§ **Page text**
* * * *

Merger Control Notification Requirements.
Merger Control Notification Requirements (India)
1. Introduction
Merger control notification is a mandatory pre-transaction compliance requirement under Indian competition law. Any merger, acquisition, or amalgamation that crosses specified financial thresholds must be notified to the Competition Commission of India (CCI) before implementation.
The objective of merger control is to:
Prevent combinations that cause Appreciable Adverse Effect on Competition (AAEC)
Preserve market structure and consumer welfare
Ensure fair and competitive markets
Failure to notify can result in heavy penalties, invalidation of transactions, and prolonged regulatory scrutiny.
2. Statutory Framework
Governing Provisions
Sections 5 and 6 – Competition Act, 2002
Combination Regulations, 2011
CCI (Procedure in regard to the transaction of business relating to combinations) Regulations
A transaction meeting the thresholds under Section 5 becomes a “combination” requiring notification.
Case Law 1: Brahm Dutt v. Union of India (2005)
The Supreme Court upheld:
The constitutional validity of the Competition Act
CCI’s authority to regulate combinations
Relevance:
Established the legal foundation for merger control in India.
3. Transactions Requiring Notification
Notifiable Combinations Include:
Acquisition of shares, voting rights, or assets
Acquiring control over an enterprise
Mergers and amalgamations
Both direct and indirect acquisitions are covered.
Case Law 2: CCI v. Thomas Cook (India) Ltd. (2018)
The Supreme Court held:
Failure to notify a notifiable combination attracts penalties
Lack of intent or ignorance is not a defence
Relevance:
Confirms mandatory nature of merger notification.
4. Jurisdictional Thresholds
Notification is required when:
Assets or turnover of the parties or their groups exceed prescribed limits
Domestic and cross-border thresholds apply
The thresholds are assessed based on:
Audited financial statements
Group-level consolidation
Case Law 3: Ultratech Cement Ltd. v. Competition Commission of India (2017)
The NCLAT held:
Group-level thresholds must be considered
Indirect control and economic integration matter
Relevance:
Clarifies how thresholds are calculated.
5. Standstill Obligation (Gun-Jumping)
Section 6(2A)
Parties must not give effect to the transaction until CCI approval or expiry of statutory period
Partial implementation constitutes gun-jumping
Case Law 4: CCI v. SCM Soilfert Ltd. (2018)
The Supreme Court held:
Even partial implementation before approval violates standstill obligation
Penalty can be imposed even if AAEC is absent
Relevance:
Reinforces strict compliance with pre-closing requirements.

* * * *

§ **Data lines**
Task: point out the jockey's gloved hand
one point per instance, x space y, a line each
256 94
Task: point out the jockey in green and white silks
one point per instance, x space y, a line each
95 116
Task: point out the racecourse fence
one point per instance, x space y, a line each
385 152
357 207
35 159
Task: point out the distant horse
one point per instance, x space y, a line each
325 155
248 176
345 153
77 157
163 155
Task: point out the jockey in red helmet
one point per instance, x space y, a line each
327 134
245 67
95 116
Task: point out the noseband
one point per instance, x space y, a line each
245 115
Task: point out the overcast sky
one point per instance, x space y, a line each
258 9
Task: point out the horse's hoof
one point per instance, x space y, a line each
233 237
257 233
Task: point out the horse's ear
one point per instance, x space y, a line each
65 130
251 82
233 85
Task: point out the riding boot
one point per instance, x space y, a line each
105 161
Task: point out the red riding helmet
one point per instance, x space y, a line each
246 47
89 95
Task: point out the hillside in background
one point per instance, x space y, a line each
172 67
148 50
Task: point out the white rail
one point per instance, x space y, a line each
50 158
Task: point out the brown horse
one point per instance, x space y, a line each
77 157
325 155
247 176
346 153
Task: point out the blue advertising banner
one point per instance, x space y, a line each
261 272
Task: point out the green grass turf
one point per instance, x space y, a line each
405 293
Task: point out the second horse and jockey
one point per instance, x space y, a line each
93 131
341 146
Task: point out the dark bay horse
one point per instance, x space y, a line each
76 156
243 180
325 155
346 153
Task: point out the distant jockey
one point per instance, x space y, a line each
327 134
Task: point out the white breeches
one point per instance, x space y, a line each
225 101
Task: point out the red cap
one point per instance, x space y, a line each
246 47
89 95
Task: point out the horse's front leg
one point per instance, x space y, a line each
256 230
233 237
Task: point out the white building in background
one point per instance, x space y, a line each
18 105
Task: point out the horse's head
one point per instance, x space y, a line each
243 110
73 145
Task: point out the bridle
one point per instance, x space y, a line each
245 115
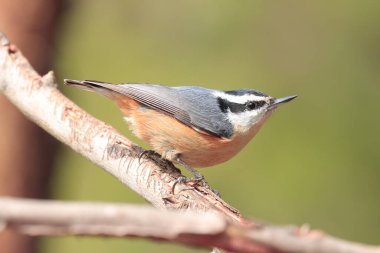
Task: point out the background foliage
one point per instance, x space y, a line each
317 159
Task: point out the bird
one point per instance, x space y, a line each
193 126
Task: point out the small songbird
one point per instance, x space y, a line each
193 126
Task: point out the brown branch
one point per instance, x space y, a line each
39 217
38 98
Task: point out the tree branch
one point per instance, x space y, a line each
41 217
38 98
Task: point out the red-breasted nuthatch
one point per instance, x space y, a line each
194 126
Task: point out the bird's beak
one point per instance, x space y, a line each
279 101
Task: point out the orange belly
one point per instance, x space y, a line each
171 138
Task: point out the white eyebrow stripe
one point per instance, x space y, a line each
239 99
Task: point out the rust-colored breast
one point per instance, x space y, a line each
170 138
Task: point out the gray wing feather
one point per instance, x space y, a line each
194 106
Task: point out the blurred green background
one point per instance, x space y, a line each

* * * *

§ **Short task 1**
List every court case cited in the merger control text, with its year.
§ **Short task 2**
Reproduce word for word the part of the merger control text that opens with the words "4. Jurisdictional Thresholds" and closes with "thresholds are calculated.".

§ **Full output 1**
- Brahm Dutt v. Union of India (2005)
- CCI v. Thomas Cook (India) Ltd. (2018)
- Ultratech Cement Ltd. v. Competition Commission of India (2017)
- CCI v. SCM Soilfert Ltd. (2018)

§ **Full output 2**
4. Jurisdictional Thresholds
Notification is required when:
Assets or turnover of the parties or their groups exceed prescribed limits
Domestic and cross-border thresholds apply
The thresholds are assessed based on:
Audited financial statements
Group-level consolidation
Case Law 3: Ultratech Cement Ltd. v. Competition Commission of India (2017)
The NCLAT held:
Group-level thresholds must be considered
Indirect control and economic integration matter
Relevance:
Clarifies how thresholds are calculated.